→ **WORK REQUIRED**: Output every line of the data below as a JSON list of strings, one string per line, skipping blank lines and leaving out the picture.

## BEGIN

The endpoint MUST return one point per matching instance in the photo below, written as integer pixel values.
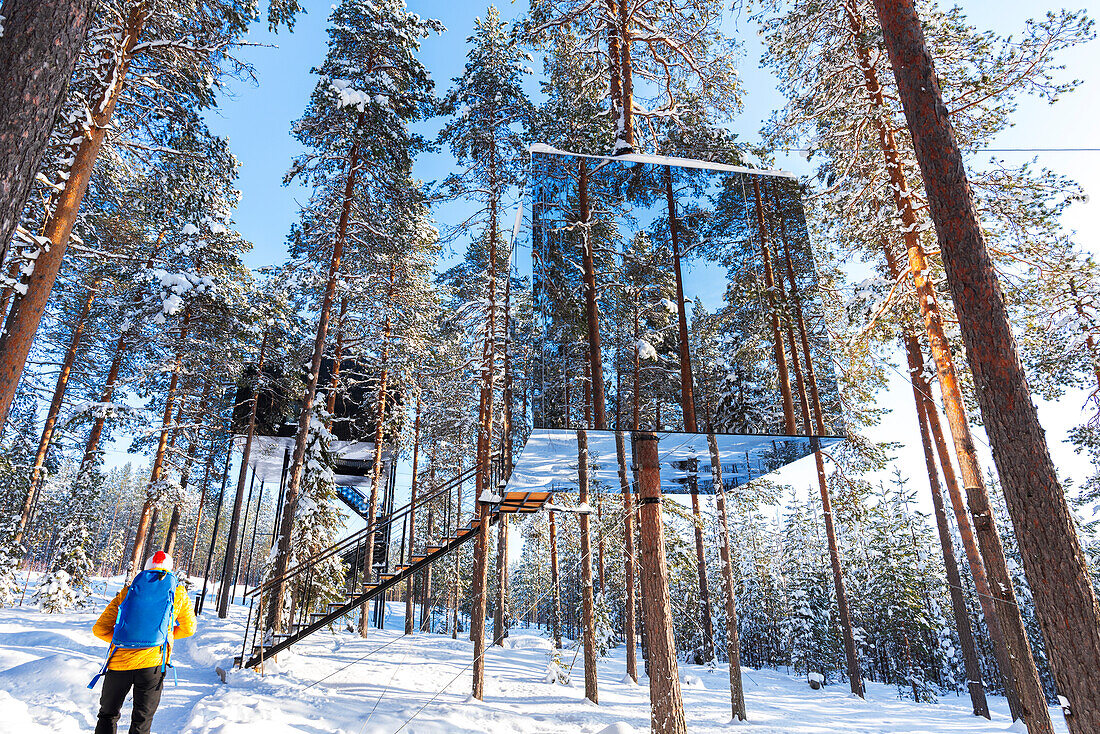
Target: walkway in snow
(422, 683)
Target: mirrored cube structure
(678, 297)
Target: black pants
(147, 685)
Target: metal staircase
(364, 587)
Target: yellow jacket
(145, 657)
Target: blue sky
(257, 121)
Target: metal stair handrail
(353, 539)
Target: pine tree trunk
(158, 458)
(337, 359)
(851, 659)
(1065, 599)
(587, 596)
(22, 322)
(480, 582)
(628, 612)
(39, 51)
(274, 621)
(666, 700)
(1011, 645)
(234, 519)
(366, 572)
(733, 632)
(780, 352)
(595, 362)
(413, 489)
(54, 412)
(198, 515)
(554, 581)
(954, 580)
(626, 72)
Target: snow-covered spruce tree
(157, 58)
(647, 54)
(835, 72)
(66, 585)
(359, 151)
(318, 523)
(11, 557)
(490, 110)
(811, 638)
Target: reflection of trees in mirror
(700, 286)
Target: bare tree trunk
(1010, 641)
(480, 583)
(234, 521)
(156, 473)
(628, 613)
(54, 412)
(733, 633)
(954, 580)
(855, 677)
(367, 571)
(39, 51)
(626, 70)
(780, 352)
(413, 488)
(198, 516)
(22, 322)
(554, 581)
(274, 621)
(1065, 599)
(587, 598)
(666, 700)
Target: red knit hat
(158, 561)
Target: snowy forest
(143, 364)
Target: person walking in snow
(141, 623)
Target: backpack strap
(102, 670)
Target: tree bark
(666, 699)
(851, 659)
(628, 613)
(156, 473)
(39, 51)
(591, 307)
(733, 632)
(480, 583)
(1010, 641)
(554, 581)
(954, 580)
(587, 595)
(413, 489)
(780, 352)
(626, 72)
(52, 414)
(366, 572)
(274, 621)
(234, 521)
(25, 315)
(1065, 600)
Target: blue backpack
(146, 616)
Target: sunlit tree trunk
(25, 315)
(666, 699)
(411, 532)
(729, 589)
(160, 456)
(1065, 599)
(274, 621)
(954, 579)
(234, 521)
(54, 412)
(587, 596)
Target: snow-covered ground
(338, 682)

## END

→ **EXERCISE OUTPUT**:
[
  "The endpoint MUST return one point per matching instance in the photo below, written as integer pixel values.",
  "Target: walkway in snow",
  "(422, 683)",
  "Target: mirrored cube structure",
  "(678, 297)",
  "Target: black pants",
  "(147, 685)",
  "Target: metal staircase",
  "(364, 587)",
  "Target: yellow jacket",
  "(145, 657)",
  "Target: blue sky",
  "(257, 121)",
  "Target: metal stair handrail",
  "(353, 539)",
  "Target: pine tree trunk",
  "(158, 458)",
  "(337, 359)",
  "(851, 659)",
  "(1065, 599)",
  "(587, 596)",
  "(22, 322)",
  "(480, 582)",
  "(628, 612)",
  "(39, 51)",
  "(274, 621)",
  "(666, 700)",
  "(1011, 645)",
  "(234, 519)",
  "(366, 572)",
  "(733, 632)",
  "(780, 352)",
  "(595, 362)",
  "(413, 489)",
  "(54, 412)",
  "(198, 515)",
  "(554, 581)",
  "(954, 580)",
  "(626, 72)",
  "Target: snow-covered spruce tree",
  "(157, 58)",
  "(647, 54)",
  "(835, 72)",
  "(66, 585)",
  "(359, 151)",
  "(318, 523)",
  "(11, 557)",
  "(490, 110)",
  "(811, 638)",
  "Target: reflection of trees in mirror",
  "(700, 286)",
  "Target: bare tree trunk",
  "(1010, 641)",
  "(480, 583)",
  "(234, 521)",
  "(156, 473)",
  "(628, 613)",
  "(54, 412)",
  "(733, 633)",
  "(954, 580)",
  "(855, 677)",
  "(367, 571)",
  "(39, 51)",
  "(626, 70)",
  "(780, 352)",
  "(413, 488)",
  "(198, 516)",
  "(22, 322)",
  "(554, 581)",
  "(274, 621)",
  "(1065, 599)",
  "(587, 598)",
  "(666, 700)",
  "Target: red knit hat",
  "(158, 561)",
  "Target: snowy forest",
  "(143, 364)",
  "Target: person walking in snow",
  "(141, 623)",
  "Target: backpack strap",
  "(102, 670)",
  "Target: tree bark",
  "(666, 699)",
  "(851, 659)",
  "(628, 613)",
  "(156, 473)",
  "(39, 51)",
  "(591, 307)",
  "(733, 632)",
  "(480, 583)",
  "(1010, 641)",
  "(554, 581)",
  "(954, 580)",
  "(587, 595)",
  "(413, 489)",
  "(780, 352)",
  "(626, 72)",
  "(52, 414)",
  "(366, 572)",
  "(274, 621)",
  "(234, 521)",
  "(25, 315)",
  "(1065, 600)",
  "Target: blue backpack",
  "(146, 616)",
  "Target: sunlit tree trunk",
  "(25, 315)",
  "(666, 699)",
  "(411, 532)",
  "(729, 589)",
  "(160, 456)",
  "(1065, 599)",
  "(274, 621)",
  "(954, 579)",
  "(234, 521)",
  "(54, 412)",
  "(587, 596)",
  "Target: snow-covered ground",
  "(338, 682)"
]